Excerpt -
::::::::
The pandemic has changed the way we work, and the sudden turn to remote work part or full time is here to stay. We’re going to have more flexibility than ever before in 2021 and beyond, and so the car you once did 50 miles or more in a day is likely now doing less than 10. If you’re ready to save money on more than fuel for these reduced miles, keep reading.
What is Pay-Per-Mile Car Insurance?
Pay-per-mile car insurance is exactly what it sounds like – it’s insurance where you only pay for the actual miles you drive in your vehicle. That means any time your car stays on the driveway, you’re not actively paying for the insurance.
This type of insurance is ideal for anyone who typically only makes quick trips into town on a daily basis, or only drives their vehicle a few times a week. It uses a device that plugs into your car’s diagnostics or tracks you via an app on your phone to charge you for your use. Pay-per-mile car insurance has a base insurance rate, so you still pay a monthly fee, and then a per-mile rate. The per-mile rate typically has a cap of about 250 miles in one day. That can make a road trip a no-go.
The base rate and per-mile rate will be determined via the same factors that normally impact your insurance quotes, such as age, time driving, gender, and so on.
How much will Pay-Per-Mile Car Insurance save me?
This depends entirely on your driving habits and current traditional insurance costs, but the companies that offer pay-per-mile car insurance quote a saving of 10-40%. You can find out more about each company below.
Which companies offer Pay-Per-Mile Car Insurance?
::::::::
Information shown -
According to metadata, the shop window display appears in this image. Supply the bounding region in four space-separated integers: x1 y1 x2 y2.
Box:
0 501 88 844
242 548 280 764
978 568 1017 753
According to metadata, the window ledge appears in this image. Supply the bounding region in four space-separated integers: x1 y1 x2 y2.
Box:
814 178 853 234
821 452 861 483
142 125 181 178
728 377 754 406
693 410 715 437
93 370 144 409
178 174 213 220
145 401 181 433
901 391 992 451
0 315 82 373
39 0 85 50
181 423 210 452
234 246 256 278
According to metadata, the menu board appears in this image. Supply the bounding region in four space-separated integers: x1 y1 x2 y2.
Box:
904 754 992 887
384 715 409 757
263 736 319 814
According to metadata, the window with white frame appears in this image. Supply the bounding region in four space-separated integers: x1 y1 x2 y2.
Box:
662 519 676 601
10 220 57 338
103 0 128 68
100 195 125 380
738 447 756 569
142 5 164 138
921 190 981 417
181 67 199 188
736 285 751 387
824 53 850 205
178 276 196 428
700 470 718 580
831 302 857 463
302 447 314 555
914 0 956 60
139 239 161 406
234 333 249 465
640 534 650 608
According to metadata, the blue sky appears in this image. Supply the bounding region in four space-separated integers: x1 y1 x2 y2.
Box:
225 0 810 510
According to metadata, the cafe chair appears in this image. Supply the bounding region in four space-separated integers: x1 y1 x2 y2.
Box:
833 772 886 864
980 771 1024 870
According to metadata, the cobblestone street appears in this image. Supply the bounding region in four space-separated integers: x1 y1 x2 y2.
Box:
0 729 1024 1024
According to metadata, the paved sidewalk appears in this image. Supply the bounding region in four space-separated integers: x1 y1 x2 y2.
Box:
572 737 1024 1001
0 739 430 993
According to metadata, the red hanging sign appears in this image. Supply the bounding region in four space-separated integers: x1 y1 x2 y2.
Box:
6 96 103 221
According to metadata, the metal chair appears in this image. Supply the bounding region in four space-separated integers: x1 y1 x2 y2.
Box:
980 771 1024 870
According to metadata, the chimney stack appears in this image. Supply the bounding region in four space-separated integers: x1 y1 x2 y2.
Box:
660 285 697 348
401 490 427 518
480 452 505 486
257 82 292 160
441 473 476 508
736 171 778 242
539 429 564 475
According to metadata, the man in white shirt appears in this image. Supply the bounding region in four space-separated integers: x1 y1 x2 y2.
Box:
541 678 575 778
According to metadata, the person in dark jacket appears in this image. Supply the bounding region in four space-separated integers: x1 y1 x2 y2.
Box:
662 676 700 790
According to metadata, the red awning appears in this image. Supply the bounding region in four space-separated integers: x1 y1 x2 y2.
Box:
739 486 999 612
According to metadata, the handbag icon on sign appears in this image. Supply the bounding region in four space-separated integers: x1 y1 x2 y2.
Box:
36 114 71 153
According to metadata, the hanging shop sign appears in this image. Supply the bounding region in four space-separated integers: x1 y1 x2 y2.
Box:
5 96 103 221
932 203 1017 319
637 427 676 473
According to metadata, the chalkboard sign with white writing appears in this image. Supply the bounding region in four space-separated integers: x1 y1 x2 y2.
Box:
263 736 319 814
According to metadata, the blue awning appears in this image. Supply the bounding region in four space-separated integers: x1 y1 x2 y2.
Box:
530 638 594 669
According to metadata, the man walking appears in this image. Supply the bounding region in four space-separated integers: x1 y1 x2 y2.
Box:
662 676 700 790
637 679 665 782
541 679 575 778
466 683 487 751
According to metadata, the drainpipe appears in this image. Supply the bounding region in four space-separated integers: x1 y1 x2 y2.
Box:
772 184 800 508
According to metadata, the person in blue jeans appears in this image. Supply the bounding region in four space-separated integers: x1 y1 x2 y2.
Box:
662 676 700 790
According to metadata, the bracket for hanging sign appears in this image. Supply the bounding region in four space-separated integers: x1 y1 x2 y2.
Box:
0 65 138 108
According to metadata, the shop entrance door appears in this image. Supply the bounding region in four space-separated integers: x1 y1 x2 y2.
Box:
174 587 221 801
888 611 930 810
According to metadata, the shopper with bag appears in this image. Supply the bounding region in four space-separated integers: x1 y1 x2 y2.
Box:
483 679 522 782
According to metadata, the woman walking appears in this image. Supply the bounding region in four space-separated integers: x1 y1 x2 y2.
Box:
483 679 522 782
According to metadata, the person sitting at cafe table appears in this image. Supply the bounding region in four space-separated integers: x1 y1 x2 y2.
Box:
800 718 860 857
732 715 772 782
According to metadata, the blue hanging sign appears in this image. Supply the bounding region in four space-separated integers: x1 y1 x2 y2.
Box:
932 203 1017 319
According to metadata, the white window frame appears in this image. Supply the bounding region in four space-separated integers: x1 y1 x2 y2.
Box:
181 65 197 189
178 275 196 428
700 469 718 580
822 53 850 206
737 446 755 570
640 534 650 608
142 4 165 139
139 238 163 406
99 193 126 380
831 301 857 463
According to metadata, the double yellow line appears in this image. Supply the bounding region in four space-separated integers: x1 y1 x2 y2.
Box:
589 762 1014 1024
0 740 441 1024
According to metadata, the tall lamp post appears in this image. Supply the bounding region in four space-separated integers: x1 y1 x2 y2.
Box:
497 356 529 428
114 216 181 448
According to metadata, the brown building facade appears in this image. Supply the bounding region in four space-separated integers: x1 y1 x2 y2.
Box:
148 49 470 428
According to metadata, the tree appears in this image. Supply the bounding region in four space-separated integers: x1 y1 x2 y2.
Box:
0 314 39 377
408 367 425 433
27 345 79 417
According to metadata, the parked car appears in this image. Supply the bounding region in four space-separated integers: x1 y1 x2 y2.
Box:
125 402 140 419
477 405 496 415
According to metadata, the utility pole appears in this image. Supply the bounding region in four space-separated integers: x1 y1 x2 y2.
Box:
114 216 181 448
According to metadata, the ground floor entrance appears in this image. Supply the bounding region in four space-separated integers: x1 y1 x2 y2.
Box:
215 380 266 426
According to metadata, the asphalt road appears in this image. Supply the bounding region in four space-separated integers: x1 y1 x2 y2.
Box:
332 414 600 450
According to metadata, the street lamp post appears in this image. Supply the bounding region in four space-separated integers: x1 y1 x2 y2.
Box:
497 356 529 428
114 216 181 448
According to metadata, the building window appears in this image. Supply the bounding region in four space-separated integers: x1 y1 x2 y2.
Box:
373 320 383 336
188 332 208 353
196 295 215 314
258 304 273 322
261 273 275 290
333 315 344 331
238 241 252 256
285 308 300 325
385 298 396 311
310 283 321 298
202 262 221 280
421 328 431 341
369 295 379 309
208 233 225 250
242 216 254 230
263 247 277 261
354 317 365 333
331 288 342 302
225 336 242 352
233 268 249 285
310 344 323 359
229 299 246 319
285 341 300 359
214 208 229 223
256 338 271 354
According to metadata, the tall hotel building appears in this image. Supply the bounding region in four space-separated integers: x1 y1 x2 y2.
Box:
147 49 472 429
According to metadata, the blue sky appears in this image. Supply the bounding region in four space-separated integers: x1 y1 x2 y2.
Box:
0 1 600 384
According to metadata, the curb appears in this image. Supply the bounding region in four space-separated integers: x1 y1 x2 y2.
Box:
::::::::
Prompt 1 -
What savings range do the companies offering pay-per-mile coverage quote, according to the pay-per-mile car insurance article?
Prompt 2 -
From the pay-per-mile car insurance article, extract the stretch from "The base rate" through "Insurance save me?", copied word for word.
Prompt 3 -
Extend the pay-per-mile car insurance article, picking up after its last line.

Written response 1 -
A saving of 10-40%.

Written response 2 -
The base rate and per-mile rate will be determined via the same factors that normally impact your insurance quotes, such as age, time driving, gender, and so on.
How much will Pay-Per-Mile Car Insurance save me?

Written response 3 -
Currently, the companies that offer pay-per-mile car insurance are (in alphabetical order):
Allstate (Milewise) – you need a plug-in device for your car and a mobile app. You’ll be charged a base rate and a per-mile rate. Despite the name, they don’t actually cover all states, they cover AZ, DC, DE, FL, ID, IL, IN, MA, MD, NJ, OH, OR, PA, TX, VA, WA, WV. They believe you can save around 20% per 10,000 miles. \
Metromile – you need a plug-in device for your car and you pay a base rate and a per-mile rate. They also monitor driving behavior in some states which affect what you’re charged, which are marked with a * in the following list of states they cover: AZ, CA, IL, NJ, OR, PA, VA, WA. They believe their customers save $741 a year on average. \
Mile Auto – if you don’t like the idea of a plug-in device, Mile Auto simply requires a photo of your odometer (mileage) each month. You pay a base rate and a per-mile rate. The biggest issue with Mile Auto is that they’re currently only available in 3 states (as of July 2021): GA, IL, and OR. They believe you’ll save 30-40% on your current policy. \
Nationwide (Smartmiles) – you need a plug-in device and you’ll be charged a base rate and a day rate. They cover most states, including AZ, CO, CT, DC, FL, IA, ID, IL, IN, KS, MD, ME, MN, MO, MT, ND, NE, NH, NM, NV, OH, OR, PA, SC, SD, TX, UT, VA, VT, WA, WI, WY. They only believe you’ll save “up to” 10%.
Is Pay-Per-Mile Insurance comprehensive?
Yes, that’s the key reason for the base rate – your car will be covered when it’s parked. However, make sure you check with your individual insurer that this is the case for your policy.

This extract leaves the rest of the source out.